§ **Dati da elaborare**
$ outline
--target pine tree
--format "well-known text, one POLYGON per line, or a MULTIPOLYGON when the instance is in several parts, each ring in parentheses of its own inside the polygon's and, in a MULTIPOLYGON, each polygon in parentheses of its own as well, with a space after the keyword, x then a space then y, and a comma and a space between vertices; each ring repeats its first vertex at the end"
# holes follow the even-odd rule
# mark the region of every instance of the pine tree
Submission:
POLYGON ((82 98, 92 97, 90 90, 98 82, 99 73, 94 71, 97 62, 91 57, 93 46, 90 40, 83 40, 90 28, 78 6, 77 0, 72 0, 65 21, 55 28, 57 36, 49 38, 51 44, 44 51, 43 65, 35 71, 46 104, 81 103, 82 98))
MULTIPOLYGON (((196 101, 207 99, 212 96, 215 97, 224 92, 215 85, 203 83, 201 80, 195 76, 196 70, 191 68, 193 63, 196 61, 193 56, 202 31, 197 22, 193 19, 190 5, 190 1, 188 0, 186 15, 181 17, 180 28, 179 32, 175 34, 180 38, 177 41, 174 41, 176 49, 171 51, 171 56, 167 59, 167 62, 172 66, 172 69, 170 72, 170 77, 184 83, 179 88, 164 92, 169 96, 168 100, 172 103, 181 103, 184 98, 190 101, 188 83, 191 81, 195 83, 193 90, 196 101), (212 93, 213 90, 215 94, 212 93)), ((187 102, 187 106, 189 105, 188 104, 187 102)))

§ **Cosa fare**
Riporta tutti i record in un CSV a due colonne, testo e risposta, con una riga per record. Metti ogni campo tra virgolette e sostituisci gli a capo con spazi.

§ **Risultato**
testo,risposta
"$ outline --target pine tree --format ""well-known text, one POLYGON per line, or a MULTIPOLYGON when the instance is in several parts, each ring in parentheses of its own inside the polygon's and, in a MULTIPOLYGON, each polygon in parentheses of its own as well, with a space after the keyword, x then a space then y, and a comma and a space between vertices; each ring repeats its first vertex at the end"" # holes follow the even-odd rule # mark the region of every instance of the pine tree Submission:","POLYGON ((82 98, 92 97, 90 90, 98 82, 99 73, 94 71, 97 62, 91 57, 93 46, 90 40, 83 40, 90 28, 78 6, 77 0, 72 0, 65 21, 55 28, 57 36, 49 38, 51 44, 44 51, 43 65, 35 71, 46 104, 81 103, 82 98)) MULTIPOLYGON (((196 101, 207 99, 212 96, 215 97, 224 92, 215 85, 203 83, 201 80, 195 76, 196 70, 191 68, 193 63, 196 61, 193 56, 202 31, 197 22, 193 19, 190 5, 190 1, 188 0, 186 15, 181 17, 180 28, 179 32, 175 34, 180 38, 177 41, 174 41, 176 49, 171 51, 171 56, 167 59, 167 62, 172 66, 172 69, 170 72, 170 77, 184 83, 179 88, 164 92, 169 96, 168 100, 172 103, 181 103, 184 98, 190 101, 188 83, 191 81, 195 83, 193 90, 196 101), (212 93, 213 90, 215 94, 212 93)), ((187 102, 187 106, 189 105, 188 104, 187 102)))"